TEXT SEGMENT:
________
TransBioInfoLab / coMethDMR

Detect Regions of Concurrent Differential Methylation
https://transbioinfolab.github.io/coMethDMR/
7 stars 2 forks source link

Probes kept when `rdrop == 0` #7

Closed gabrielodom closed 2 years ago

gabrielodom commented 2 years ago

From @XiaoweiHu-Stat: for some probes, we calculate the rdrop statistic to be exactly equal to 0, but the keep indicator is still 1. This is an error.

We do not have access to the original data (due to data privacy concerns), so we cannot directly replicate this error. We will first try to create some synthetic data and force the rdrop values to be 0.

gabrielodom commented 2 years ago

We found the culprit: when there are missing values in the methylation data, the cor() function in CreateRdrop() returns all NA. Then, these NA values infect the MarkComethylatedCpGs() function, meaning that we end up checking if probe IDs are elements of a vector of missing values:

dropCpGs_char <- CpGs_char[clusterRdrop_df$r_drop < rDropThresh_num]
keep = ifelse(CpGs_char %in% dropCpGs_char, 0, 1), ##(drop=0, keep=1)

I still don't know how the r_drop values are being changed from NA to 0, but this at least tells us why they aren't being removed.
________
Rows from a data collection:

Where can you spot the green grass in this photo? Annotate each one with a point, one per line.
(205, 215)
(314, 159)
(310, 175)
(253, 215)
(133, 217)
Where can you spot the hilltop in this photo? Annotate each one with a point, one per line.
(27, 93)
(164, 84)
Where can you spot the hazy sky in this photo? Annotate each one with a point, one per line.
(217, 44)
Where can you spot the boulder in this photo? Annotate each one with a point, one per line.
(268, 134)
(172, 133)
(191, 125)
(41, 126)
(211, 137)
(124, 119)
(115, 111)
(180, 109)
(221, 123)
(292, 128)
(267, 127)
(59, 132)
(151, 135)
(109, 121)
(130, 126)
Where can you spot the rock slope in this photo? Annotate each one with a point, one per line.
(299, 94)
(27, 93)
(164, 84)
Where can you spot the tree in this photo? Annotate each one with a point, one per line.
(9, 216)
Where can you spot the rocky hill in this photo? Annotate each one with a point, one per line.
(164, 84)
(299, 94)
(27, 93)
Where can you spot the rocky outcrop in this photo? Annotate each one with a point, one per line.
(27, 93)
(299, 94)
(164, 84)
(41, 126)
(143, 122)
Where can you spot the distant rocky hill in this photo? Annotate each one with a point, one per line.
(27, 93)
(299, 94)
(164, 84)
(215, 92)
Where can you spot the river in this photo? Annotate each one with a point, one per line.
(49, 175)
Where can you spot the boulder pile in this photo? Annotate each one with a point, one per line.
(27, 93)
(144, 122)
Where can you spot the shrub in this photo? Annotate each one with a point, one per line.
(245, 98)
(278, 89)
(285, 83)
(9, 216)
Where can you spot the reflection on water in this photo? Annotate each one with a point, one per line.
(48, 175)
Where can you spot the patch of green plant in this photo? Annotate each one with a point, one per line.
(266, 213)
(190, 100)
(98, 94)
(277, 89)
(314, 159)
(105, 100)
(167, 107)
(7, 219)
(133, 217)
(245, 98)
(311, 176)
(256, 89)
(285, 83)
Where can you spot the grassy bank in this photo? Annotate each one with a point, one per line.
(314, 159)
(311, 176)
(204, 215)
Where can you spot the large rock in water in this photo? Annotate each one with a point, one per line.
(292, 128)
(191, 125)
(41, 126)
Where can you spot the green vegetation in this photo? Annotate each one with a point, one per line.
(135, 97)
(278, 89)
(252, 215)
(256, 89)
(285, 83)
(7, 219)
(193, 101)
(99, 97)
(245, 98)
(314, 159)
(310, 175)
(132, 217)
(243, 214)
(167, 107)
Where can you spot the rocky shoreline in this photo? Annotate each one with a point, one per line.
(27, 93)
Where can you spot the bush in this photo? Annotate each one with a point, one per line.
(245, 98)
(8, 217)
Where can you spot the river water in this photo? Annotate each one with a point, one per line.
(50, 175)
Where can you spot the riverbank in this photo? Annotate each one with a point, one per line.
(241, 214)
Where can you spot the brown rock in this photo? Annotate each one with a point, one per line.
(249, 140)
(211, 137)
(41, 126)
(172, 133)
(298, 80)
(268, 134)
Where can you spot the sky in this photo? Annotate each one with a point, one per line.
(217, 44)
________
TASK SET:
[A] In the coMethDMR issue thread, what does the cor() function in CreateRdrop() return when the methylation data has missing values?
[B] Resume the coMethDMR issue thread after its final sentence.
These rows come from a separate source.

RESPONSES BY ITEM NUMBER:
[A] It returns all NA.

[B]
gabrielodom commented 2 years ago

Possible solutions:

  1. Add checks for missing values
  2. Add an option to use the use = "pairwise.complete.obs" (or for the user to choose) option to cor() in CreateRdrop().
gabrielodom commented 2 years ago

@XiaoweiHu-Stat, can you try again now?

XiaoweiHu-Stat commented 2 years ago

Hi Gabriel,

Thanks for the update. I will try it this week and let you know if there are any more questions.

Xiaowei


From: Gabriel J. Odom @.> Sent: Sunday, October 10, 2021 1:20 PM To: TransBioInfoLab/coMethDMR @.> Cc: Hu, Xiaowei (xh6dx) @.>; Mention @.> Subject: Re: [TransBioInfoLab/coMethDMR] Probes kept when rdrop == 0 (#7)

@XiaoweiHu-Stathttps://github.com/XiaoweiHu-Stat, can you try again now?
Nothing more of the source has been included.